● **Task instructions**:
Please swap every "stadium background" in the records below for "stadium seating" and write the lines out again with nothing else changed.

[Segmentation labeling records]
######
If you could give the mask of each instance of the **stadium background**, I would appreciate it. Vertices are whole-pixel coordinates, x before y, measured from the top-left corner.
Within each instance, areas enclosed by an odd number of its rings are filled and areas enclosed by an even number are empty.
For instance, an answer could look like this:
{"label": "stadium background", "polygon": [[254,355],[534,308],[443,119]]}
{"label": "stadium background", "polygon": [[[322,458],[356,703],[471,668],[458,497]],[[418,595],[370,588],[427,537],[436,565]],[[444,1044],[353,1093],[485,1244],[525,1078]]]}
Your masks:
######
● **Answer to the exercise**:
If you could give the mask of each instance of the **stadium seating**, I would appreciate it. Vertices are whole-pixel coordinates, x before y, measured from the top-left corner.
Within each instance, areas enclosed by an odd number of its rings are filled and areas enclosed by an even number are empty.
For instance, an answer could look like this:
{"label": "stadium seating", "polygon": [[254,355],[534,308],[443,119]]}
{"label": "stadium seating", "polygon": [[[322,458],[356,703],[471,668],[458,497]],[[418,595],[370,588],[427,537],[436,565]],[[444,1044],[353,1093],[485,1244],[525,1078]]]}
Your masks:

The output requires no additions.